Extracted text:
For some weeks now, my daughters have been quietly fretting. Well, not always so quietly. While my younger daughter takes a shot at shoulder-shrugging stoicism, my older one has been awaiting this day, not with eagerness, but with a sad kind of dread. The kind that woke her from her jagged sleep at two in the morning and steered her towards my bed, a mere foot away from hers. The kind that made her count every night she had remaining with me till she had to go. The less days remaining, the greater her quiet panic. And where was she going? To her father's house. For three weeks over the Christmas holidays. Then she and her sister come back home to me on the 26th.
Their father lives fifteen minutes away, but it could very well be another universe as far as my kids are concerned, because they've never spent three weeks straight with him, and away from me. It's a sad, but inevitable fact of divorce.
Of course it's not as if I won't be speaking to them for the next three weeks, but not seeing them for that period of time will be a challenge for us all. Silently, I reassure myself that I have the good fortune to be a writer, because solitude doesn't frighten me. But I'm attempting the same stoic stance as my little one when I say that, because three weeks is a long time to be without my kids.
Just the other day, my little one and I were watching a funny You Tube video of a bride and groom's first dance. You've seen it. The one where the couple starts out with a traditional waltz, then feign confusion when the music abruptly switches, complete with the sound of CDs screeching, to the butt-thumping Baby Got Back.
"When I get married," she declared, her tone solemn, "I'm not inviting you, Mom."
I was taken aback. "Oh? Why not?"
"Because," she replied, dragging out each syllable, "you're just going to tell my husband about how I was still sleeping with you even when I got older! Everyone will think I'm such a baby!" (She's seven by the way.)
I laughed, and assured her I wouldn't spill her secret.
It's a cliche of single motherhood to live in the one-bedroom flat with two children, however spacious and light-filled the flat may be. It would be wonderful to have more room and more privacy, but my kids understand that we're kind of living in the days between stations, that this is all temporary until we move back to the land where Kafka wears a smile.

Supplied material:
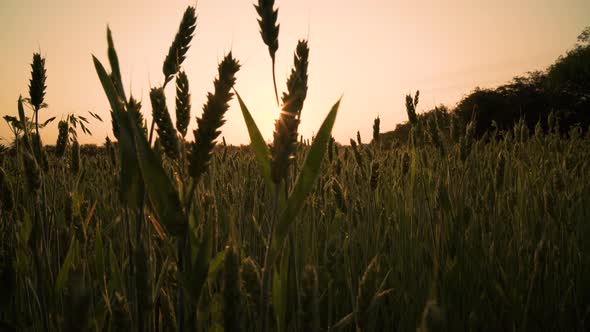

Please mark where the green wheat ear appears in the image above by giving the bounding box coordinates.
[189,52,240,180]
[149,88,180,159]
[29,53,47,109]
[254,0,280,105]
[162,6,197,86]
[271,40,309,183]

Problem requirements: Carry on the essay on the holiday separation from its final sentence, "this is all temporary until we move back to the land where Kafka wears a smile." The entries were taken from a separate source unrelated to the essay on the holiday separation.

Output for this exercise:
My older one suspects that her carefully tended facade of growing independence could easily crumble if she gets outed as someone-who-still-sleeps-with-mom. Not that her penchant for snuggling next to me (and her little sister) in the middle of the night makes her wary of sleepovers in friends' houses. On the contrary, she enjoys sleeping over at her friends' as much as she does having them over. And I must say my kids' friends love sleeping over, oftentimes two or three friends at a time. Which means I get to sleep on the couch.
When my babies were born, I was determined that they would be sleeping through the night by three months, in their own cribs, nary a whimper from 7 pm to 7 am. Yeah yeah. I did Dr Ferber and the Duermete nino technique recommended by my cousin, a pediatrician in Barcelona. Eventually they did sleep on their own, though not always through the night. The le saga de divorce threw their sleep patterns in disarray. I've come to accept that my children are snugglers and cuddlers, and with me is where they feel safest. Which is fine, because there will come a time when they will no longer be crowding my bed, much less be living with me. For now, I don't mind being trapped by flailing arms and fidgety legs.
This afternoon, when my daughters said goodbye, the older one kept saying, three weeks without you is too long, Mom. The little one sat on my lap and held on to me tightly, and said she'd miss my nose. My kids never sought dummies or blankies or teddies; it was always Mommy, and some part of her they could hold on to and caress - from my elbow to my ear, and now to my nose!
I know my kids will be fine, but I also know they'll be happier once they're back at home. As for me, I'll have to hunker down in from of my Mac and tap away, in an attempt at willful self-denial: Christmas? Are you sure it's Christmas?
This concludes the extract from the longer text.